+++ Selected text

Later in the week I had a second epiphany. I sat in the darkened sanctuary early Tuesday evening and heard a lecture by British historian Peter Cormack, a scholar and expert on stained glass, particularly the work of Charles J. Connick, the most distinguished stained glass artist in the nation in the early twentieth century, who received the commission for and created and installed the stained glass windows in this magnificent sanctuary. Professor Cormack explained how a stained glass window is created, the incredibly delicate process that Connick recovered from the medieval craftsmen who created glass for all the great cathedrals of Europe. We learned that in 1914, Tiffany windows were the rage, with their pastel colors and soft light and large figures. The members of Fourth Presbyterian Church were shocked when they first saw the Connick windows: they were so bright and vivid. The Trustees actually forced Connick to create a method to soften and dull the great west window, which he did, and then later returned to undo after the congregation realized they had made a terrible mistake. My second epiphany came when I was reminded of what a miracle this building is, how unlikely it was to build a magnificent cathedral on a dirt road, a few miles away from the center of the city, and what vision and courage they had and what love, not only to build but to commission the best artisans and architects—Ralph Adams Cram and Howard Van Doren Shaw, Connick for the windows, Frederick Bartlett for the ceiling and angels standing watch—and what a responsibility to maintain the place falls on those who love it and use it and will pass it along to the next generation.

So it has been a big week, with not one, but two epiphanies.

I am not alone in observing that the timing of this project, in many ways, could not be worse. Douglas Hicks, an economist who teaches at the University of Richmond and who is also a Presbyterian minister, has written a good new book on economics and faith, entitled Money Enough. The first paragraph got my attention: “Where did our money go? In less than eighteen months the 60 percent of Americans who have money in the stock market saw the value of their holdings cut in half. People with 401(k) retirement accounts saw their nest eggs shrivel.”

We are experiencing all of that.

At the same time, the annual budget to sustain this church’s programs and mission requires a 5 percent increase in contributions simply to meet increases in costs of goods and services. Our annual expenditures are slightly less than $10 million: utilities and upkeep, salaries, and program materials, mission outreach in Chicago through our Tutoring Program, Social Service Center, Counseling Center, and globally through mission trips and initiatives in Cuba, Guatemala, Kenya, Mozambique, Northern Ireland, and Honduras. We are currently operating on a disciplined basis: 5 percent reduction of program costs, leaving some vacant positions unfilled, and a reduced draw on our investments, closing in on a conservative 5 percent. The largest source of income is from individual gifts and pledges. Contrary to myths—that our endowment is so large it funds the entire operation, or that one or two individuals give gifts so large we don’t need other gifts—contrary to that, we utterly depend on you, our members and friends. And so we are this morning also launching our Annual Appeal campaign. A fundraising executive I know says that any organization “college, university, museum, church that aspires to do great things simply must have the audacity and the ability to manage simultaneously a once-in-a-lifetime capital campaign and annual fundraising to fund operating expenses.” This is truly a once-in-a-lifetime opportunity to strengthen a great church for a faithful future. And so I am asking each one of you to join Sue and me in making a pledge for 2011, and I am asking you to begin to think seriously and pray about the gift you will make to Project Second Century, the best opportunity in my life to make a difference in the future by strengthening a great Christian church. I’m asking you to think about a gift that represents your love for this church, your pride in what it is doing, but more than that—much, much more. At the deepest level, how we allocate our personal resources is a direct reflection of our strongest values and commitments. Simply put, your pledge and gift reflects your faith in Jesus Christ, and in some small but powerful way, it represents the hope that Jesus himself held out: that in giving, we do receive; that in giving life away, we become fully alive.

++++++
+++ Given entries

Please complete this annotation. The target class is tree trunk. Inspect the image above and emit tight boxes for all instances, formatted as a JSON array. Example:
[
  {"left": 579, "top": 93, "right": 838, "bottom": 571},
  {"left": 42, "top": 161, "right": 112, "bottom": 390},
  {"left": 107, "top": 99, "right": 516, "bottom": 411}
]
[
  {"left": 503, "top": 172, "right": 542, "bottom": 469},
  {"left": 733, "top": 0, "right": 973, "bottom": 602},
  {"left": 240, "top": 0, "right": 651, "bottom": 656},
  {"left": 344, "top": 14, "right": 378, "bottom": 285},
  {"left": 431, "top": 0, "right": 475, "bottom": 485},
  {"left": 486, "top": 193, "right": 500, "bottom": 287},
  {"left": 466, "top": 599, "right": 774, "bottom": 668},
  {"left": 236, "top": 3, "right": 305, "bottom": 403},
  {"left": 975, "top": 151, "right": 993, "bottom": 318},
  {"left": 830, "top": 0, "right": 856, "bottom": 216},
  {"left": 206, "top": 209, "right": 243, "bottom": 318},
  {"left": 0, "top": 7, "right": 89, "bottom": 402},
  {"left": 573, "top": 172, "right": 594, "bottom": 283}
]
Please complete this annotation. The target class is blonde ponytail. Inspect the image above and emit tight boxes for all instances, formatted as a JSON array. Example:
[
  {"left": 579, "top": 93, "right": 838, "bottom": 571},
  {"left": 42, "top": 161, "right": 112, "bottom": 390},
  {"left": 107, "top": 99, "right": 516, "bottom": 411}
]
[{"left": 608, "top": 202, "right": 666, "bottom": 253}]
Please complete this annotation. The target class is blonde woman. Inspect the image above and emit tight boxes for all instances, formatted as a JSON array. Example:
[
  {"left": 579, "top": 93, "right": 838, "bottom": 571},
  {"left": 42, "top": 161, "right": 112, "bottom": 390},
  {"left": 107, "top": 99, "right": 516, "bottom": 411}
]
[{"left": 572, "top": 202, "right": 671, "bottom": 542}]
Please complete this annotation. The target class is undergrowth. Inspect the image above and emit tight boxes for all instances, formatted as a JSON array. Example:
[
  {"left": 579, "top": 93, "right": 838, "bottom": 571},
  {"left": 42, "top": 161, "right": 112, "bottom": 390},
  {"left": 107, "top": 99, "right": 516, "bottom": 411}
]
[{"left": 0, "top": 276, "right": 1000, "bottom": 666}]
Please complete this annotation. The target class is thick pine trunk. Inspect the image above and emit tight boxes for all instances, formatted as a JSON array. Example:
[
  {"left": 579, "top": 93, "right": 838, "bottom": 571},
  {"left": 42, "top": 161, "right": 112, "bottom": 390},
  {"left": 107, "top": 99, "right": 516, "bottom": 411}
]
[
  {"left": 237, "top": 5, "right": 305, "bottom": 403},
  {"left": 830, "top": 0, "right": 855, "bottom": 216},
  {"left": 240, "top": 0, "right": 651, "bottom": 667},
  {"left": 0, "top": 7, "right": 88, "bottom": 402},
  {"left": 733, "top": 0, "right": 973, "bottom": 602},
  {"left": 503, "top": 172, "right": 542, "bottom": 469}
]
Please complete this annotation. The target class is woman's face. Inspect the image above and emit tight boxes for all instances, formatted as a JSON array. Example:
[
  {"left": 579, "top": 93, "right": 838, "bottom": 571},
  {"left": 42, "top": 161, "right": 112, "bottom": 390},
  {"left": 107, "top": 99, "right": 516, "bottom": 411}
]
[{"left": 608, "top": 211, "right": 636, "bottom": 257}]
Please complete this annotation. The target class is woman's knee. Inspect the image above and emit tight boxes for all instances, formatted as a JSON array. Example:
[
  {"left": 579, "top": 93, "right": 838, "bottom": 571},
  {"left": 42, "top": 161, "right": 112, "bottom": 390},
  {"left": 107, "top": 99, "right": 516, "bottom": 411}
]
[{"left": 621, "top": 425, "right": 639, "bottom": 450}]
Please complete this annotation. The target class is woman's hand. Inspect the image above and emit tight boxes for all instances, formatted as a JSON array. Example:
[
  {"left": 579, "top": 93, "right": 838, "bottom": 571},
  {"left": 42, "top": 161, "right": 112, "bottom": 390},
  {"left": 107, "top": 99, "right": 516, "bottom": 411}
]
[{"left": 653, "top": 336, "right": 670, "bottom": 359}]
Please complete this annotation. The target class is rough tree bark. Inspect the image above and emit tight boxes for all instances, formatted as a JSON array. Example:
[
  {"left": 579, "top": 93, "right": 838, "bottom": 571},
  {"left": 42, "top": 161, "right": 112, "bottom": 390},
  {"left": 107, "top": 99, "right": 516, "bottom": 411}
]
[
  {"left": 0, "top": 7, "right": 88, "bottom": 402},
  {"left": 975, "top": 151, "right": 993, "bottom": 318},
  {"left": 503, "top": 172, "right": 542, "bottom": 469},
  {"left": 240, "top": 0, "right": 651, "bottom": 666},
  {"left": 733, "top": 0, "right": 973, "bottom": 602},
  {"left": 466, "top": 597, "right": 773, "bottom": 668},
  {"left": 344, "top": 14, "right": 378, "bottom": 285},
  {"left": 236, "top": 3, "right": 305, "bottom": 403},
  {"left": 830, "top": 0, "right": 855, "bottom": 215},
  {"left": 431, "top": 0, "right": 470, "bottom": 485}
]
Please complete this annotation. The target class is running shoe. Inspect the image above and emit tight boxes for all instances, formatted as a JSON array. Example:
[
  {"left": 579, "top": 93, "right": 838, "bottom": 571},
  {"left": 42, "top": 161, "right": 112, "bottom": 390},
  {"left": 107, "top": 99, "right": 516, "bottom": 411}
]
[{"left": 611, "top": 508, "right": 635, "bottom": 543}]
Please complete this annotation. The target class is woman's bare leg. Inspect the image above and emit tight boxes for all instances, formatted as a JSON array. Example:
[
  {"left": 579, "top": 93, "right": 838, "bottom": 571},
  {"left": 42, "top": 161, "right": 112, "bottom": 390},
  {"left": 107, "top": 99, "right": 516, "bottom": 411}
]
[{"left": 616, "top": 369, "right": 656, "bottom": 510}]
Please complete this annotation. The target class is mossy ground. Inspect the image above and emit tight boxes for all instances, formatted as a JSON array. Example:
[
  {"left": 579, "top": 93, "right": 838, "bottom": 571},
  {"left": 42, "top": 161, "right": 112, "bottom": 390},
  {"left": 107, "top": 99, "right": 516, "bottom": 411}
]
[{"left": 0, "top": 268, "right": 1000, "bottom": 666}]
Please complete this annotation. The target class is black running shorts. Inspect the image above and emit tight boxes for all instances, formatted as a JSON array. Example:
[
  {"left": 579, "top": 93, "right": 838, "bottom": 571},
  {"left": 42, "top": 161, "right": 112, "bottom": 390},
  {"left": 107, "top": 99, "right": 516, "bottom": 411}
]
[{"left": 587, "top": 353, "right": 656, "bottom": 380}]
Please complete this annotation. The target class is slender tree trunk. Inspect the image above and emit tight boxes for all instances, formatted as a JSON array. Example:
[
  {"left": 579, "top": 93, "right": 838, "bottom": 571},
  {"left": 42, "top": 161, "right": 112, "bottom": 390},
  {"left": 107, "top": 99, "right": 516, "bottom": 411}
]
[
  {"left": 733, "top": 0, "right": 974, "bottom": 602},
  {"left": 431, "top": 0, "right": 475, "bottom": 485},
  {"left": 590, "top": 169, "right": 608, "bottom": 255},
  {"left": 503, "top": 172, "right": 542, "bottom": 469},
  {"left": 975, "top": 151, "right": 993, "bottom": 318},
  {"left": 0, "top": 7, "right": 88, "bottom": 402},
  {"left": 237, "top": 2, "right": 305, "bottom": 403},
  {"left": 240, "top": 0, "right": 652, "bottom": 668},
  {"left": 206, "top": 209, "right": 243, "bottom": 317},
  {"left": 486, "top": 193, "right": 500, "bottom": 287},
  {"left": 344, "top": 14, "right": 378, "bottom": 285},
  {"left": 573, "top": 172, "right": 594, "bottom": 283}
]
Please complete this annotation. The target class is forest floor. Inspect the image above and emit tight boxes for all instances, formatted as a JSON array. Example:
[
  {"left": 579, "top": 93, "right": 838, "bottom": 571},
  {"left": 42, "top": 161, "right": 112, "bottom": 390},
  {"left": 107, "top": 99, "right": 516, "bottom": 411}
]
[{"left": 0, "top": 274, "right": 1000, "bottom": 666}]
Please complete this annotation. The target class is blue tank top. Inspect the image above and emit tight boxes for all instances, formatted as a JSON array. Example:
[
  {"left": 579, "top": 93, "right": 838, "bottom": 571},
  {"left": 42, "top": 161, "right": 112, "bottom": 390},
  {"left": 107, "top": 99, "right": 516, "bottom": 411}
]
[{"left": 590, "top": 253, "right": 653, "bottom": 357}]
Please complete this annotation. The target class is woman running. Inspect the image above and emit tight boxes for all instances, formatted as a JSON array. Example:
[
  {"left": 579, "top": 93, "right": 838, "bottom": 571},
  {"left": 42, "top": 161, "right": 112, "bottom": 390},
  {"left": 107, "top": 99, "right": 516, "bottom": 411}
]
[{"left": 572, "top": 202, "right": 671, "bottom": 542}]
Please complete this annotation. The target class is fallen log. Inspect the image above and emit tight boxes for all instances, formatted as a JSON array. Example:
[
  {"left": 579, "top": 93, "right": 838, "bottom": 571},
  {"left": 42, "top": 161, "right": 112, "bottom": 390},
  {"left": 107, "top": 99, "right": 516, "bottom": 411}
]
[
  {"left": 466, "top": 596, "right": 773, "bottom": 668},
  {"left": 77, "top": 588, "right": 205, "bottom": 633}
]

++++++

_Requirement 1_
Name every country that the passage about Fourth Presbyterian Church gives as a site of the church's global mission trips and initiatives.
_Requirement 2_
Continue the passage about Fourth Presbyterian Church, starting after its last sentence.

_Reply 1_
Cuba, Guatemala, Kenya, Mozambique, Northern Ireland, Honduras

_Reply 2_
So, we face a big challenge: to sustain the program and mission of this extraordinary congregation and to provide a facility for the future of a congregation that, almost alone among urban churches, continues to grow—all in the midst of economic uncertainty.

It keeps me awake at night, and on more than one occasion it has driven me back to one of my very favorite Bible stories in the Old Testament Book of Numbers, a book mostly ignored.

Moses has led the Israelites out of Egypt. They have escaped through the Red Sea. Now they are out. Slavery is behind them. They are free, headed north through the vast, uncharted wilderness of Sinai. Moses, one of the great leaders of all time, has organized them, counted heads—that’s where the Book of Numbers gets its name—has put in place an administrative structure and chain of command and issued an orderly plan for marching by day and encampment at night. And the first thing the people do with their new freedom is complain about the food: the menu. They are subsisting on manna, a flaky substance they find on the ground every morning. But there is no meat, no protein in the wilderness, no Atkins Diet to be sure, just carbs.

“If only we had meat to eat! We remember the fish we used to eat in Egypt for nothing, the cucumbers, the melons, the garlic, but now our strength is dried up and there is nothing at all but this manna to eat.”

Moses takes the issue to God. Quails begin to appear, and the meat issue goes away. Now they have come to the border of the land of Canaan. A disclaimer: This is not about Israel and Palestine today and who owns what part of that land. That is a very complicated topic for another day.

Moses sends a reconnaissance party across the border to see what kind of land it is. Are there trees in it? Does it grow fruit? And the people—What are they like? Do they live in cities? Are the cities fortified?

The mission takes place. The spies return with their report and some grapes to demonstrate the land’s fertility. It’s a good news/bad news report. The good news is that the land is flowing with milk and honey. The bad news is that there are people in there, a lot of big, strong people.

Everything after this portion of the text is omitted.